**Exercise directions**: Could you continue the post below about trying the anti-grain 2D graphics library on the T_3.5/T_3.6, picking up after its last sentence?

**Passage**:
------------------------------------------------------------------------

I came across the anti-grain 2D graphics library this morning. It seemed really promising for high quality rendering on T_3.5/T_3.6 (high memory requirement because of the frame buffer). The reading seems good (and looooong) - It's supposed to be fast, though that's not "optimized for chipset" fast (which would be my next job), but capable of awesome stuff such as sub-pixel accuracy, thick lines (with different capping), filled polygons etc.

Anyway, to cut a long story short I made a couple of minor tweaks to get it to compile using Arduino IDE, and then implemented a very basic example that did nothing except create an instance of a couple of low level objects required for using the library (a rendering buffer and a pixel format). It does nothing else (i.e. no drawing, no outputting to a display).

------------------------------------------------------------------------

**Extracted entries**:
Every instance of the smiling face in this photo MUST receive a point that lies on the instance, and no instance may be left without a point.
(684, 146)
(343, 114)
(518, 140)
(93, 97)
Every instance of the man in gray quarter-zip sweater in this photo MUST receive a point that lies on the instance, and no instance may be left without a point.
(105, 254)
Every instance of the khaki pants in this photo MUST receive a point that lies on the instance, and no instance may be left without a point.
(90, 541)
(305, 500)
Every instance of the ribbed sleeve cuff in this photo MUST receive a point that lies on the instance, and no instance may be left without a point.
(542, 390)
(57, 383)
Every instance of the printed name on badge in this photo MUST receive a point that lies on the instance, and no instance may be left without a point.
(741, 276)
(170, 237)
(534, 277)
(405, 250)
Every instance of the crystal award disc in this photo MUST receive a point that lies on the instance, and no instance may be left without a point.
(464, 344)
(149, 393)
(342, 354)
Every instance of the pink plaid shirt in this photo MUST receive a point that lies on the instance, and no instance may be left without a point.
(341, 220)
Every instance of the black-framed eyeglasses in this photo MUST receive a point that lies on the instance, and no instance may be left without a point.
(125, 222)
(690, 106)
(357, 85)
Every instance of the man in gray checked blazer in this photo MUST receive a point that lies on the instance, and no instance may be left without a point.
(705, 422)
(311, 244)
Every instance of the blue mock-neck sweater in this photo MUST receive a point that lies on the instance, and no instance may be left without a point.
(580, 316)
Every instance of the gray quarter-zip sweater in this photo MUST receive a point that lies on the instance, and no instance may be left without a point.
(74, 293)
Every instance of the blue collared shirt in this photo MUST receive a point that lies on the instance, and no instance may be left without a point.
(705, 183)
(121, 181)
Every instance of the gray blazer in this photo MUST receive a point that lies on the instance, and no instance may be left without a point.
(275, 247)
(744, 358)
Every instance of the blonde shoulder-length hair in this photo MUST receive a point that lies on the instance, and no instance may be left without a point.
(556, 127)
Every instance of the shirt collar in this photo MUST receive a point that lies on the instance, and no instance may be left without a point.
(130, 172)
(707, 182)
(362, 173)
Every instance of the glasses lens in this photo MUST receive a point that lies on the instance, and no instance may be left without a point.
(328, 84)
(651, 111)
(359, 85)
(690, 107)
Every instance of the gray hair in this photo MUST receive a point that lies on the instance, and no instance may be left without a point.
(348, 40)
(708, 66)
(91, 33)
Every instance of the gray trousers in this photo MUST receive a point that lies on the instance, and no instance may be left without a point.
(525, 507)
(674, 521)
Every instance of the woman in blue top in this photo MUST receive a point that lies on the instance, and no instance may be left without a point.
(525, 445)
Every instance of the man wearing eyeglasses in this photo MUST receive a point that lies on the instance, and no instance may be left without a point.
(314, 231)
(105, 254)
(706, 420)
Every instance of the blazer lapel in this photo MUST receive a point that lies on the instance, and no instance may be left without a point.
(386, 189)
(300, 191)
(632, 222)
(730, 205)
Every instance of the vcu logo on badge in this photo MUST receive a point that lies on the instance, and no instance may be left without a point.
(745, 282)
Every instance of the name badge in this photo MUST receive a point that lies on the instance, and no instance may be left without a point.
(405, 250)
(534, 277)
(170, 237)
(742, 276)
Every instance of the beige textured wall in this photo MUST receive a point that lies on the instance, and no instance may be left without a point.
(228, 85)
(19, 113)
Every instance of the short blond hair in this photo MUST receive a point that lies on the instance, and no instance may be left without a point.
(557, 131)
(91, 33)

------------------------------------------------------------------------

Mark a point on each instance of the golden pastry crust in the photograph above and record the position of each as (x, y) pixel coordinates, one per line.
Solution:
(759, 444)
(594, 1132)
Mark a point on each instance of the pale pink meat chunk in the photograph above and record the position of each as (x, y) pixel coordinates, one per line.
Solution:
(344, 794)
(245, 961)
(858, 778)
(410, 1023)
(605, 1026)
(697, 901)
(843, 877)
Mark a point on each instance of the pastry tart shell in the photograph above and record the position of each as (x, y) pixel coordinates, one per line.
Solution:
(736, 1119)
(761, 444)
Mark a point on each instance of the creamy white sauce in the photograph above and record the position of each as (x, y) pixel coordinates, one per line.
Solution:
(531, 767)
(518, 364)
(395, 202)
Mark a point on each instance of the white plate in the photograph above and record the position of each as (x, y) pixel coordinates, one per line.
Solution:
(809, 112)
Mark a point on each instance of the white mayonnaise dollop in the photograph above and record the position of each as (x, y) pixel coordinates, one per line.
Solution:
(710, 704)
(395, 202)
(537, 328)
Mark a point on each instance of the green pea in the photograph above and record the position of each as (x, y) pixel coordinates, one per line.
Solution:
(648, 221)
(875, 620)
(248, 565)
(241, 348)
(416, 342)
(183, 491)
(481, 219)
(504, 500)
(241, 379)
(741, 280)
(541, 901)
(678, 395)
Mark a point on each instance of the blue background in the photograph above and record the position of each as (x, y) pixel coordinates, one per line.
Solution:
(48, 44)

------------------------------------------------------------------------

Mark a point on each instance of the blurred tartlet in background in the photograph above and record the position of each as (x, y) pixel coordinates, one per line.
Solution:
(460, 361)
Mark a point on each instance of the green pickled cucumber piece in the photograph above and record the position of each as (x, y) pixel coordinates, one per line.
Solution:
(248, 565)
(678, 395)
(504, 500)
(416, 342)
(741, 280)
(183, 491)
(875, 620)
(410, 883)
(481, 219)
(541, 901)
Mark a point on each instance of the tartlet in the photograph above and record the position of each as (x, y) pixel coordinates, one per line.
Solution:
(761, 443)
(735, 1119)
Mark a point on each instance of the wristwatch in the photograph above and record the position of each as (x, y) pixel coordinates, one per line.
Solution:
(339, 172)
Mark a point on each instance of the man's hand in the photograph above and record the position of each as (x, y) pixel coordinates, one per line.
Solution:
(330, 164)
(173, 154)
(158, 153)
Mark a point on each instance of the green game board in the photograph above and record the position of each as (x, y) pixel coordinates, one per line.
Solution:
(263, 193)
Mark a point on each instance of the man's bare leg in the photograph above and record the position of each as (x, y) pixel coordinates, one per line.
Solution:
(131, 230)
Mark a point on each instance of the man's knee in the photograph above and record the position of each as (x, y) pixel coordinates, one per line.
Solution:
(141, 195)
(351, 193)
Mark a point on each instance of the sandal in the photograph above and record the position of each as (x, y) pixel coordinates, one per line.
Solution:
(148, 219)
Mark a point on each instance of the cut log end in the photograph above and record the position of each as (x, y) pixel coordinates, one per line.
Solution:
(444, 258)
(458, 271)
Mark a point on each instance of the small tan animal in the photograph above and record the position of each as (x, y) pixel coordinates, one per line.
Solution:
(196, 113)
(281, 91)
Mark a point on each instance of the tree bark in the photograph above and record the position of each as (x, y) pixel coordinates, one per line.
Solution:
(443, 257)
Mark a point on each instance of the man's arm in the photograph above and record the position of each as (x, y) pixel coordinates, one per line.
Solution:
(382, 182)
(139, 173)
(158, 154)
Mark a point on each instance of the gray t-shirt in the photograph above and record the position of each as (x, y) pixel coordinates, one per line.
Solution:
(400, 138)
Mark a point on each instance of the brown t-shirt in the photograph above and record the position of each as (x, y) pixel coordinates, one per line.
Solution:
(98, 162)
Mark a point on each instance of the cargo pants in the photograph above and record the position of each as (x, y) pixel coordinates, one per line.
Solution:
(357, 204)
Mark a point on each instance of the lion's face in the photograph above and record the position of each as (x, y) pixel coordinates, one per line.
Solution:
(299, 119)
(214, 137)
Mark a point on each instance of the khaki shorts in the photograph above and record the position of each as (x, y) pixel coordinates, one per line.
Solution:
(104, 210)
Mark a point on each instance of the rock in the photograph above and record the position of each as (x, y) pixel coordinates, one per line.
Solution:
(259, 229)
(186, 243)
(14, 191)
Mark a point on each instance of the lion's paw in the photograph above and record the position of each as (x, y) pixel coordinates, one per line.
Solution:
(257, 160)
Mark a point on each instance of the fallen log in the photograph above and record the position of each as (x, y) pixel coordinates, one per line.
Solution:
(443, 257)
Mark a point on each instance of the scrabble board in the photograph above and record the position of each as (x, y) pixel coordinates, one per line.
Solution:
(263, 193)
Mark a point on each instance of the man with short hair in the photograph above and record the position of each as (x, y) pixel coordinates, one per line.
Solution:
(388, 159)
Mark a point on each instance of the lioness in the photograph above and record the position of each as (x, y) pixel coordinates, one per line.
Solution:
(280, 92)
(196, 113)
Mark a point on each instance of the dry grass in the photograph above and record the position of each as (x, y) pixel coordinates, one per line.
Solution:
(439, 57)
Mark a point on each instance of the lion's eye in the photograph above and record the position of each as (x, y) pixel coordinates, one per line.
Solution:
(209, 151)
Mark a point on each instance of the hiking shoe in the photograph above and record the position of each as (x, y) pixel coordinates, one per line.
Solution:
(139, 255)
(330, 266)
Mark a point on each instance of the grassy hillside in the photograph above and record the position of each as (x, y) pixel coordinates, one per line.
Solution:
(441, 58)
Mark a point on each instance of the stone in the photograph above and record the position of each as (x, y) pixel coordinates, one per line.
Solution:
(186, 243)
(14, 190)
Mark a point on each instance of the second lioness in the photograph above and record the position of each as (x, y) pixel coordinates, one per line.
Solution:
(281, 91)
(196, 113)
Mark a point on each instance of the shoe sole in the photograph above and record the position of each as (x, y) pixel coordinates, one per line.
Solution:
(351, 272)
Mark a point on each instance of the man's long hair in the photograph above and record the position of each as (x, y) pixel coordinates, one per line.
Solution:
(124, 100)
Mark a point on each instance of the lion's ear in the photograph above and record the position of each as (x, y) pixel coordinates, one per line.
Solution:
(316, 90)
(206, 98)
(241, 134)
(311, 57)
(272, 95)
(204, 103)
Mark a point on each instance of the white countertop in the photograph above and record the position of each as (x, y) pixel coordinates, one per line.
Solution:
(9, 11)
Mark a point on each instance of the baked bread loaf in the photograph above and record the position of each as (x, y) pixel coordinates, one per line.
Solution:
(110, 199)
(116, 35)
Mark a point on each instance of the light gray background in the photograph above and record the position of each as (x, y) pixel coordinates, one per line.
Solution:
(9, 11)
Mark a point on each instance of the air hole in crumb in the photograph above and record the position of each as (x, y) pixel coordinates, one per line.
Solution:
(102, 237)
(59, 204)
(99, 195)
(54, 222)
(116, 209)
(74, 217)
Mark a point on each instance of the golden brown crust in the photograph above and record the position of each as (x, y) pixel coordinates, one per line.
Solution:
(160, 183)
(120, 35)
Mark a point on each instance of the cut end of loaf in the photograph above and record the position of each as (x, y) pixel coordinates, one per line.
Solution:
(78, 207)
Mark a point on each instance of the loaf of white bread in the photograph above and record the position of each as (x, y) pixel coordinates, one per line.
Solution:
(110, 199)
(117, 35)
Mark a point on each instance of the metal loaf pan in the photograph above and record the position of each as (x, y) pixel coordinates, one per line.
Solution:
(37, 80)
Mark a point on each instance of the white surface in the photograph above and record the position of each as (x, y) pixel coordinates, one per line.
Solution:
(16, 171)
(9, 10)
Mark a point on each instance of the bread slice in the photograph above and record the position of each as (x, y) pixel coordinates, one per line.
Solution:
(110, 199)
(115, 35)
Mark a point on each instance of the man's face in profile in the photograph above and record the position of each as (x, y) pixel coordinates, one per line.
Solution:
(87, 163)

------------------------------------------------------------------------

**Answer to the problem**:
Already my program uses 137544 bytes of global variables. Eek! that's more than half (52%) of dynamic memory for global variables associated with the parts of the library I've loaded (which is very little). Because a 32x240 frame buffer is around 154k it just wouldn't work.

I'm pretty sure this is mostly LUT for things like SQRT and so forth, which T_ could use DSP for instead of LUT, and others could be moved to flash.

Probably going to spend a couple of hours and investigate the global variables and see which I could ditch before I make a decision on going forward with this library - I'm sure many of the global vars would be unused in a minimal T_ implementation and others could be moved out of dynamic mem.

One question - is there a way I can get Arduino IDE/compiler to spit out a list of all global vars and how much memory they use? That would help immensely.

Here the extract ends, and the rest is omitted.